== EXCERPTED TEXT ==

Today was supposed to be a new start.
Over a month ago I spoke with my therapist about my treatment options and opted to have my CBT sessions stopped and was instead referred to counselling.
After waiting a several weeks for an appointment I received a letter in the post inviting me to an IAPT (Improving Access to Psychological Therapies) session. There would be a 45 minute talk, refreshments available and an opportunity to discuss options face to face with someone. As someone battling not just depression but a whole host of anxiety issues, including social anxiety, this sounded like my worst nightmare. I’d feel judged, stared at, what if I knew someone, what if someone knew me. There was a lot of internal debate, I couldn’t cope with going to something like this but I had to go, especially as the letter rounded of with one killer sentence.
‘If you do not attend this “welcome session” and do not ring us to cancel your place, we will assume you do not wish to be seen within our services and will discharge you back to the care of your GP’
Roll on a couple of weeks to today and I’m in a very low place. The night before my insomnia had returned, I didn’t really think I was too concerned about it, but something was keeping me awake. I’ve recently stumbled across on some thoughts which might be a cause (or at least a contributing factor) of my depression and as such my brain isn’t allowing me to rest.
Today at work I was very much in a foggy state. After going well over a year without having a public breakdown at work, in the past few months they’re becoming more frequent. Today it happened twice, once early on in the day that I was able to recover from, but the second time crippled me. I had already decided that I didn’t want to attend today’s session, I was too far gone to feel like I could bring myself back but the closer and closer it got, the more and more I spiralled. In total I spent 40 minutes sat on the bathroom floor sobbing, trying to compose myself only to breakdown again.

== RAW DATA ==

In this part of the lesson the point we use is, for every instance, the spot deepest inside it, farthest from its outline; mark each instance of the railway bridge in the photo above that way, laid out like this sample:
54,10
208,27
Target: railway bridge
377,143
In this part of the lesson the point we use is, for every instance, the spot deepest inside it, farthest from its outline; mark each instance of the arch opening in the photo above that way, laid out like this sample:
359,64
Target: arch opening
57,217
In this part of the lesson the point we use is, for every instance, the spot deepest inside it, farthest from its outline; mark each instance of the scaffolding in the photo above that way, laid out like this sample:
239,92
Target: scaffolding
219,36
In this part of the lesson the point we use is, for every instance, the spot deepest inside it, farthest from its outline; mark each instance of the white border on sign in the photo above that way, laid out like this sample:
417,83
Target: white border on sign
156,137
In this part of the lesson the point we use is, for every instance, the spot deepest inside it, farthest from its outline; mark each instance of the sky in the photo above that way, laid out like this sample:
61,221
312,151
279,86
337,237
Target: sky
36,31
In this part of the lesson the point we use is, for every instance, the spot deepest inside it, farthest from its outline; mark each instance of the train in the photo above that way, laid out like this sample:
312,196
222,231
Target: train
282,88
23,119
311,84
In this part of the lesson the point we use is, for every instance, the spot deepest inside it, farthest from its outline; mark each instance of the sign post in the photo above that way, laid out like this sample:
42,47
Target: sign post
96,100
--
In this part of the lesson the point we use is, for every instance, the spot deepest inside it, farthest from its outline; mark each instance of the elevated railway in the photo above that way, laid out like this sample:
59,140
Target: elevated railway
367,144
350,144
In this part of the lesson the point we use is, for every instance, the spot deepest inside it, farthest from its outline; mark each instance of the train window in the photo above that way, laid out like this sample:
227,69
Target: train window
---
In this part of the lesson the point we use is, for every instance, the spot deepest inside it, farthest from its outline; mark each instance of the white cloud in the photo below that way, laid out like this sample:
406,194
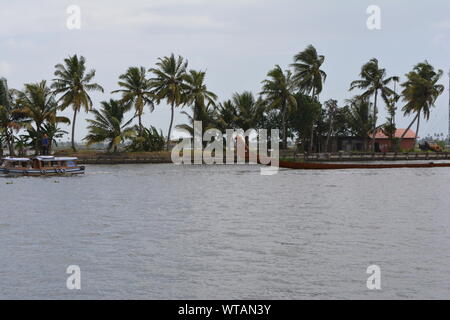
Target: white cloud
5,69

== PROBLEM REQUIREMENTS ==
Resume the first-person account of the day of the IAPT welcome session, picking up after its final sentence and keeping the same voice.

== ANSWER TO THIS TASK ==
By the time it came to leave I was planning nothing more than getting in, turning the lights off and going to bed. On the walk home I started to change my mind, aided by some helpful words and also the feeling that I’d be letting those down who had supported me in the #15in2015 but also anyone I had inspired along the way. I had to go, I just had to.
I arrived about 10 minutes late to a ghost town, there was no indications as to where I had to go or any signs I was in the right place. I started peeking though windows to see children being taught Taekwondo in one room and people ballroom dancing in another. A timetable mentioned that two events were taking place at 6:30 upstairs, I figured one of these must be mine so I ventured up. What I found were two rooms, both set up as if for a presentation with chairs and the aforementioned refreshments, but both importantly void of any people.
On my way out I saw a couple of people with similarly looking letter in their hand and frantic, puzzled look on their face. I left, got in my car and drove home thinking that I was right for not wanting to bother in the first place.
Now I wait, wait to find out what happened to the session, where the magic cupboard into Narnia was and wait to be inevitably discharged back to my GP.